··· Data to process
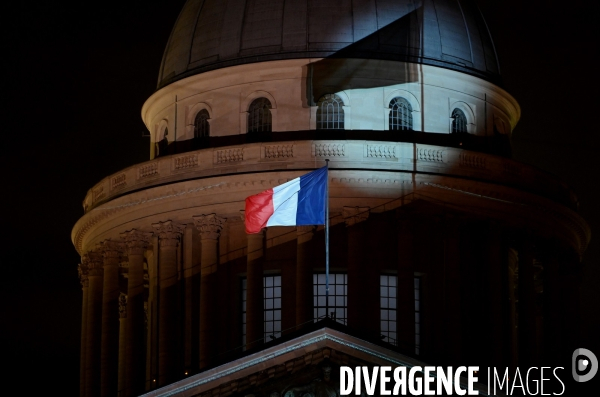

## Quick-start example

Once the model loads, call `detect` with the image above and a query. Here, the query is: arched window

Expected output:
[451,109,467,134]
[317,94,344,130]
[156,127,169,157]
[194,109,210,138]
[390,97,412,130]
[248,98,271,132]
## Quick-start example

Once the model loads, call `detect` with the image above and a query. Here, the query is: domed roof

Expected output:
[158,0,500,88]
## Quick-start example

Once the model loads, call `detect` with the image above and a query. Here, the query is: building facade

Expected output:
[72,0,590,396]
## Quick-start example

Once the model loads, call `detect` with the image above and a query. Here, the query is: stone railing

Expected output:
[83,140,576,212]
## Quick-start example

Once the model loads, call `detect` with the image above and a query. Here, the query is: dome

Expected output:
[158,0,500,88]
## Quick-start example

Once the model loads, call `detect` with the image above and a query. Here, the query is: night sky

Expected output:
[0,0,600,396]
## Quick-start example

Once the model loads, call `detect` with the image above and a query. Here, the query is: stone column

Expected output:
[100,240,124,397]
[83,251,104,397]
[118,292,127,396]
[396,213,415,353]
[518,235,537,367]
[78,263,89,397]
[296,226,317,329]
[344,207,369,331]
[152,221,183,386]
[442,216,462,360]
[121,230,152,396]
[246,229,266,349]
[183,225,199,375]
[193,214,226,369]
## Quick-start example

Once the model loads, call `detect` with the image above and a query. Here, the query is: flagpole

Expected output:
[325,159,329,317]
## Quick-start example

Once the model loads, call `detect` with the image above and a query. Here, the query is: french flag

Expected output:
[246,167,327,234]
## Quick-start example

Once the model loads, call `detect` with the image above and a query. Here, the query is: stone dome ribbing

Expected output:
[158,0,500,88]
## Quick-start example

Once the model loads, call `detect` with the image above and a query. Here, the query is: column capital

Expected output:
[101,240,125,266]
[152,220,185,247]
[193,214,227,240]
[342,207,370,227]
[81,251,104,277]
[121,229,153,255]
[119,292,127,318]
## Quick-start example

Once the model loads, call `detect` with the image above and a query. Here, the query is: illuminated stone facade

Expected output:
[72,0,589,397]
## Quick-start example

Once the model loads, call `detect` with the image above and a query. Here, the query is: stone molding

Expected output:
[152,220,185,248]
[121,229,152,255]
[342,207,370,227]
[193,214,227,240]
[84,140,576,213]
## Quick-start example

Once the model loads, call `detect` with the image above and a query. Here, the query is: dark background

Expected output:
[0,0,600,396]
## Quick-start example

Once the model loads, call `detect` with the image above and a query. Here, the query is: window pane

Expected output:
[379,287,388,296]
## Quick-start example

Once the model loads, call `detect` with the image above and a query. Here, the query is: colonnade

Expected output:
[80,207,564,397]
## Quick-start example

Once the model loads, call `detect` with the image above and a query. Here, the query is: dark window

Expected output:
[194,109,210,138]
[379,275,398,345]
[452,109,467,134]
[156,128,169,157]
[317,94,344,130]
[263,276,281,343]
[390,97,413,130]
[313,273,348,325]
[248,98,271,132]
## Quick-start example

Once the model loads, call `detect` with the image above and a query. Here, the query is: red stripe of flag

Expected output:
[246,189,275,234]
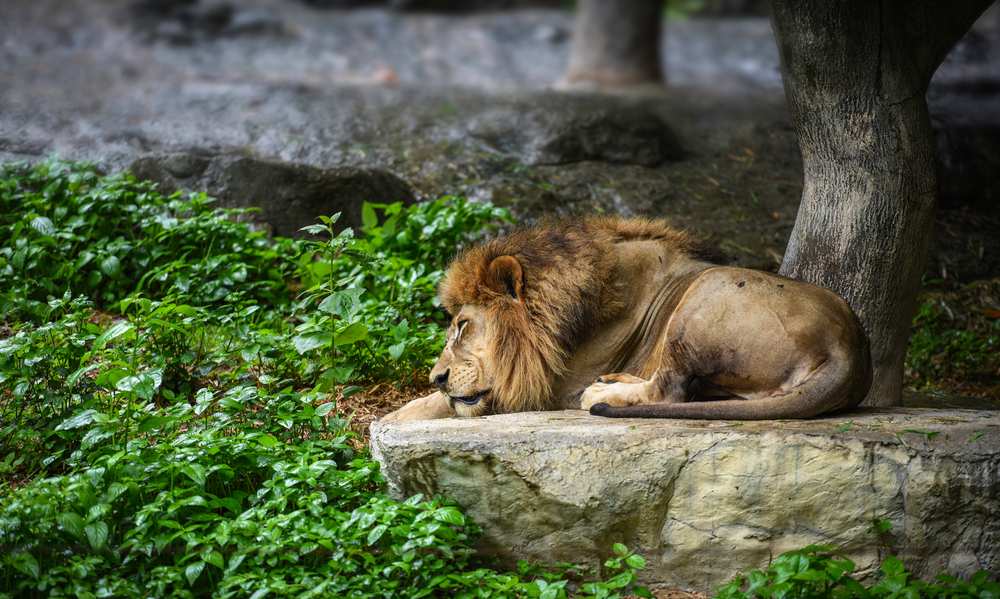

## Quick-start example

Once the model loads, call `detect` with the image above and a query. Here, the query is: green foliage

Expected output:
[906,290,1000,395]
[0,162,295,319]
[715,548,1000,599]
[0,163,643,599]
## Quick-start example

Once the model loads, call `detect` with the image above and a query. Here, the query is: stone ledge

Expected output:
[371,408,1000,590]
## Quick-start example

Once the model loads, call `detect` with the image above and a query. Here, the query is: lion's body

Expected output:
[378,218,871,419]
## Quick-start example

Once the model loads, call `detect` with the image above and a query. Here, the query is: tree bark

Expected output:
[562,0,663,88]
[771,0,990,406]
······
List each line of the records that contains the string "column".

Once the model loads, call `detect` with the image above and a query. Here, the query is: stone column
Once the model loads, call `detect` with the image above and a query. Here, the query is: column capital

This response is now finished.